● **PROBLEM DESCRIPTION**
Find "query | green field" in the data below; transcribe the line it appears on and each line after it, exactly, to the end, and nothing else.

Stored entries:
»»

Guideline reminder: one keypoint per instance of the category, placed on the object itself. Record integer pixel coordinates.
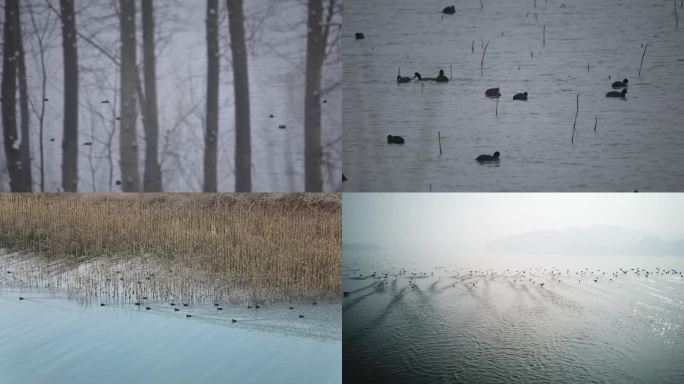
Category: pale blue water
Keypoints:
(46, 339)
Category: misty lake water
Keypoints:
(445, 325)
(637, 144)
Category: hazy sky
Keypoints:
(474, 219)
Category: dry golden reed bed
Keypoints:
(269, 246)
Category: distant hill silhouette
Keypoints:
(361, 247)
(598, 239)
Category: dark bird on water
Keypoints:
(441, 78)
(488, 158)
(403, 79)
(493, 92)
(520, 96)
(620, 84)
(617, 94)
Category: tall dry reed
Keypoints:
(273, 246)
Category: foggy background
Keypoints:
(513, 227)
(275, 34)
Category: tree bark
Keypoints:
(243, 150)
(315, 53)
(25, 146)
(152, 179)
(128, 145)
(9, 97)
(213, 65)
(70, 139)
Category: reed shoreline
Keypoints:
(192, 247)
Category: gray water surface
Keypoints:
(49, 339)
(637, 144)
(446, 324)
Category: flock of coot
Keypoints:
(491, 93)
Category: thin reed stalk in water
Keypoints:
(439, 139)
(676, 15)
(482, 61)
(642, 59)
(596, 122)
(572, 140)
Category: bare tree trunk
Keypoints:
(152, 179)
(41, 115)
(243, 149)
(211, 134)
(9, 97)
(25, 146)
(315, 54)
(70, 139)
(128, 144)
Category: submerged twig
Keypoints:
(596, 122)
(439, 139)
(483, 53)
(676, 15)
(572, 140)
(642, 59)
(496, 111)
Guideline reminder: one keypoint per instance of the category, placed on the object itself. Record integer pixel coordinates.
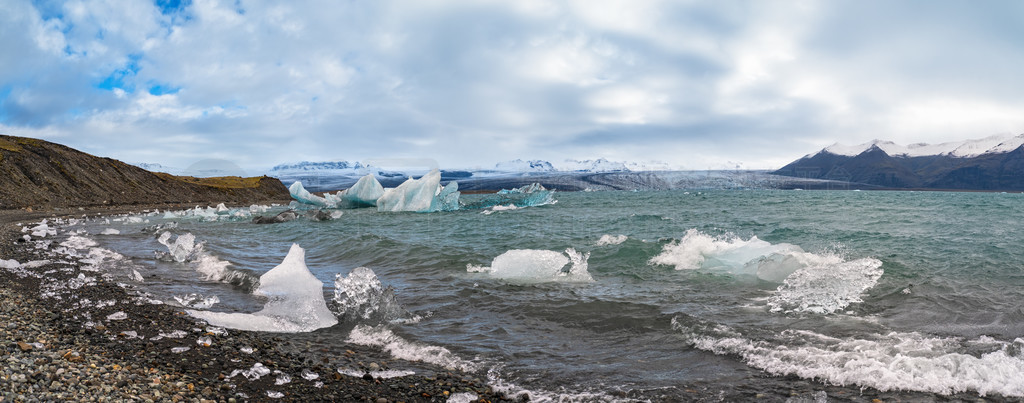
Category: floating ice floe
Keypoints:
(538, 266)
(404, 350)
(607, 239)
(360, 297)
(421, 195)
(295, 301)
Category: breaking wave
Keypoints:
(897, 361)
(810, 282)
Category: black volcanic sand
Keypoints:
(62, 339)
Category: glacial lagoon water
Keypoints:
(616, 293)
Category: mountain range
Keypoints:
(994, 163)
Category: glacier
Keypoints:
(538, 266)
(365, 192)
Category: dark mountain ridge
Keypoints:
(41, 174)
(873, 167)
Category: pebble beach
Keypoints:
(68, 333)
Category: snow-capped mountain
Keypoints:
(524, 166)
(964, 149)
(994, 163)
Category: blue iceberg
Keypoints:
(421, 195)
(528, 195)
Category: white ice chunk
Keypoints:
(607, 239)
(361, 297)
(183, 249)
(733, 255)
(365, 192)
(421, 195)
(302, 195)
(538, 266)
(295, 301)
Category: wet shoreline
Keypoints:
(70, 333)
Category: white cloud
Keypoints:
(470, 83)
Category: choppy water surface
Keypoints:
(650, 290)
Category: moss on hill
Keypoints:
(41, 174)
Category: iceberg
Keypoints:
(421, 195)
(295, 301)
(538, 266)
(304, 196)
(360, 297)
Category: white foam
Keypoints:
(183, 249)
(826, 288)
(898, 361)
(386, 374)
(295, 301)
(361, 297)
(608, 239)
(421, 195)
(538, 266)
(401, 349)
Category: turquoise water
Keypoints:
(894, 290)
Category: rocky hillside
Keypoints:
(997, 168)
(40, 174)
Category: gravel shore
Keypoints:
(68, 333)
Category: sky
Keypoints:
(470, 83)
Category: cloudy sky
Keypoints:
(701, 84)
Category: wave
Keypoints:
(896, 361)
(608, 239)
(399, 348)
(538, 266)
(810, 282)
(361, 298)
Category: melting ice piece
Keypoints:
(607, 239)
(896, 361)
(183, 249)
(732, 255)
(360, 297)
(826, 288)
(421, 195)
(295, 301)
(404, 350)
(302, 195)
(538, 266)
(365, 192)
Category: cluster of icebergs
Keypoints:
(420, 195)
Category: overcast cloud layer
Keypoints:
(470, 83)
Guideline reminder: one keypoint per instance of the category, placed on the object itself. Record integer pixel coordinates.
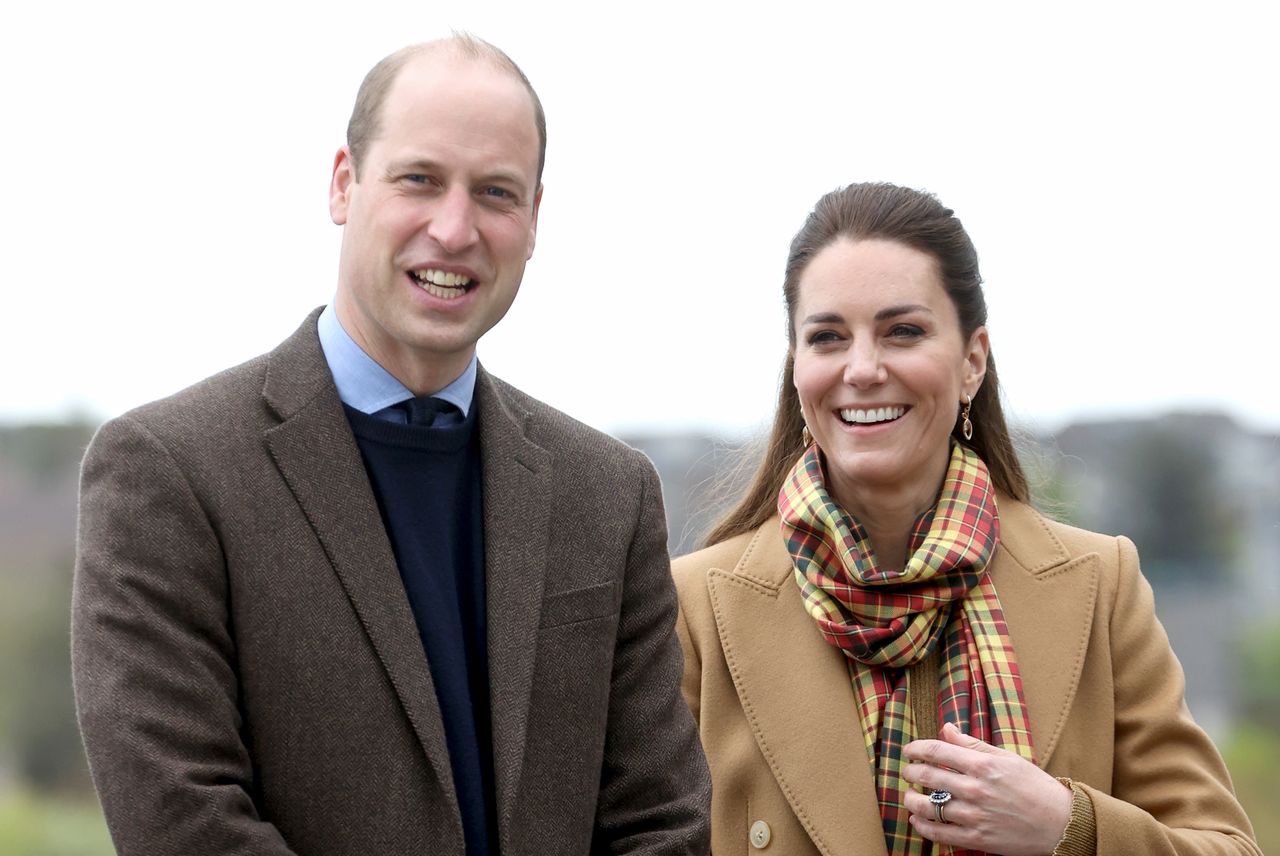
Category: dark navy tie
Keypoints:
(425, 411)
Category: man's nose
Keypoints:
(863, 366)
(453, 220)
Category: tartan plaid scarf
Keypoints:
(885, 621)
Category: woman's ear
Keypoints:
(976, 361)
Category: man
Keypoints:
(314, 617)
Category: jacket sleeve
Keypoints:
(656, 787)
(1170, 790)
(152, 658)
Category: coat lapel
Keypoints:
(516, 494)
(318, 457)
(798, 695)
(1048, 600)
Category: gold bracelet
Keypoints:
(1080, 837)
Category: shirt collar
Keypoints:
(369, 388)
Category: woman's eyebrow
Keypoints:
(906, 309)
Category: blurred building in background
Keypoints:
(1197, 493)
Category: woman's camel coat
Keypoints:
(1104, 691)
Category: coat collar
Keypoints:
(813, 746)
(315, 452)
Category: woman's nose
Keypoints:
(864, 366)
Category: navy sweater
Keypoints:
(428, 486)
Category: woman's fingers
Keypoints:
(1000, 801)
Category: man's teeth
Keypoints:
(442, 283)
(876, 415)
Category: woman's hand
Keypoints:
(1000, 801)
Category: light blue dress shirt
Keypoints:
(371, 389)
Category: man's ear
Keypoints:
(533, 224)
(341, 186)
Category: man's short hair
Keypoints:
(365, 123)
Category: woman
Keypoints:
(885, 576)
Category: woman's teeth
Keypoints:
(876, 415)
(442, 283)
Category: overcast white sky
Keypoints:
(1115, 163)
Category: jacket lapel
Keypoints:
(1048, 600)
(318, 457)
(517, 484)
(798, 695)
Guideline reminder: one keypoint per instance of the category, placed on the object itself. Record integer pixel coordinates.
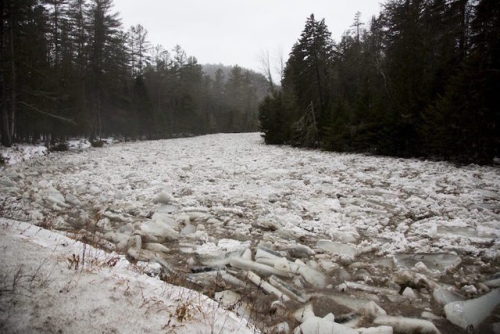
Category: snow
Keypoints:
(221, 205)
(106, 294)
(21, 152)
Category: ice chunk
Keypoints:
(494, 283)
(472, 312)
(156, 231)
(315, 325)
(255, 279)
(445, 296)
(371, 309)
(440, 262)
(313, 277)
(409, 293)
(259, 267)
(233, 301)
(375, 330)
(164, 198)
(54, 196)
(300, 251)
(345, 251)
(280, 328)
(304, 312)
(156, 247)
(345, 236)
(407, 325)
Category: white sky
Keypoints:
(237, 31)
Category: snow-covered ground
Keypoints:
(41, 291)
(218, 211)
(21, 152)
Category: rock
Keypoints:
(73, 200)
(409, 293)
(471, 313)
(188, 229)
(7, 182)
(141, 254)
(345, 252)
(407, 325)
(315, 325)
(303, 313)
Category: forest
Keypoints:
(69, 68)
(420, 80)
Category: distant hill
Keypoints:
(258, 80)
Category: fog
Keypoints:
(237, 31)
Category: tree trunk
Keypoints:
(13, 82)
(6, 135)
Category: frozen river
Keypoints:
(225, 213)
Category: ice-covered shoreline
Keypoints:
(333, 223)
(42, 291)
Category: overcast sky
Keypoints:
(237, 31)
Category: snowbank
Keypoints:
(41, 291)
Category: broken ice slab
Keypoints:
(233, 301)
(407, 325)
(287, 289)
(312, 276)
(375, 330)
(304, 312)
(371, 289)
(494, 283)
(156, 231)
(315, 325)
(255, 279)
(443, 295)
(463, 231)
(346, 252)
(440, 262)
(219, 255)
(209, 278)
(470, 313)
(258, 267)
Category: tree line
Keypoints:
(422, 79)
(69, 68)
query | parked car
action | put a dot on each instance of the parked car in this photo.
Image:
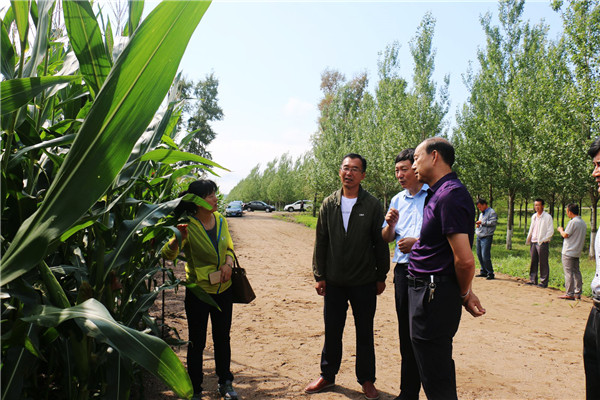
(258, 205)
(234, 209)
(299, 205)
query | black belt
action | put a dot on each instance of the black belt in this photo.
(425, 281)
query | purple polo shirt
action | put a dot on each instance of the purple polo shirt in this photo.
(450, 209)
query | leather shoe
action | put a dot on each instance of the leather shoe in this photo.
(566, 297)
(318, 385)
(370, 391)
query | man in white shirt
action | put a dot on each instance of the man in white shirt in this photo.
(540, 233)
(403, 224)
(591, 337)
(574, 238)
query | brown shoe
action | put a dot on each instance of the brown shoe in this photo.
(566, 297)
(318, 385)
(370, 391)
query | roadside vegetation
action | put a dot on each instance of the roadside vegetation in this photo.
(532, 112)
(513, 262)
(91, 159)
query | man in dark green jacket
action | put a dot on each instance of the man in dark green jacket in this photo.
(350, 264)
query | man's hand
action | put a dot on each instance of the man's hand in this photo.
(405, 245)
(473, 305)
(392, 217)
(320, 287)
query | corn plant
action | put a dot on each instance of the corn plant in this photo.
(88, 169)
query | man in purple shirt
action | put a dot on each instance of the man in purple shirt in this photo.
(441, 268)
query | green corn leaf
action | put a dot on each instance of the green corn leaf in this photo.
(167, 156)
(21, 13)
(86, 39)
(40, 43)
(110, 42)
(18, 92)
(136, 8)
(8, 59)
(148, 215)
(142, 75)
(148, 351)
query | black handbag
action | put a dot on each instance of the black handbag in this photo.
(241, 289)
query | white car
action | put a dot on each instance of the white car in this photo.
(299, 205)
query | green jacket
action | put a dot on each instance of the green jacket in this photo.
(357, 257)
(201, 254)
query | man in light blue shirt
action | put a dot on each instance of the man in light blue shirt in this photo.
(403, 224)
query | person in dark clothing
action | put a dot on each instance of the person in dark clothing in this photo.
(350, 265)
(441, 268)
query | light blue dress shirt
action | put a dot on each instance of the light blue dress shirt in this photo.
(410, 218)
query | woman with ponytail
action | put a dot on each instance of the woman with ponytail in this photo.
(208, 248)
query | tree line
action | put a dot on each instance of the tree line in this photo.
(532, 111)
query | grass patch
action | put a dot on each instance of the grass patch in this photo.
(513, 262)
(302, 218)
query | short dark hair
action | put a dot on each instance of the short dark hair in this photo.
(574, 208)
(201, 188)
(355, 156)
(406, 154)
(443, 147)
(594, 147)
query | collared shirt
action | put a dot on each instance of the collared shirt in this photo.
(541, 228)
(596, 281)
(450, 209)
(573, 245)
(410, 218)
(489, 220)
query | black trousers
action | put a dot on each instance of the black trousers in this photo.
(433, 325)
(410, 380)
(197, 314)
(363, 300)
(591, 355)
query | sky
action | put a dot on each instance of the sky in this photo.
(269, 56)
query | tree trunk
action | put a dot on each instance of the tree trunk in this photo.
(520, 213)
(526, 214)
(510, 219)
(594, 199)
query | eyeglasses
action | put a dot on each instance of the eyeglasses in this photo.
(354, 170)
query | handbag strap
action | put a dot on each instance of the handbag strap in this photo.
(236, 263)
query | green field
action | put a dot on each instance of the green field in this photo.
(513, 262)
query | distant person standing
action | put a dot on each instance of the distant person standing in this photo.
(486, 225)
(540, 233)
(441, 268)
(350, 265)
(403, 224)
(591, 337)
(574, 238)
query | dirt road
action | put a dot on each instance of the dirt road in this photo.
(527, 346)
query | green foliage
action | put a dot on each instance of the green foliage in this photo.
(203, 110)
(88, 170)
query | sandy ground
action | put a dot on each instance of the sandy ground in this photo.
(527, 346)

««

● **FULL OUTPUT**
query | green field
action | put a dot on each instance of the green field in this photo.
(513, 262)
query | distant person standing
action | put a dot on each instance of the distant person standing in this photo.
(486, 225)
(540, 233)
(441, 268)
(350, 265)
(403, 224)
(591, 337)
(574, 238)
query | dirt road
action | put a dot on each instance of the dirt road in this photo.
(527, 346)
query | green foliage
action | put a dot on each instance of the green foliage in this photo.
(203, 110)
(88, 170)
query | sandy ground
action | put a dot on each instance of the sandy ground in this photo.
(527, 346)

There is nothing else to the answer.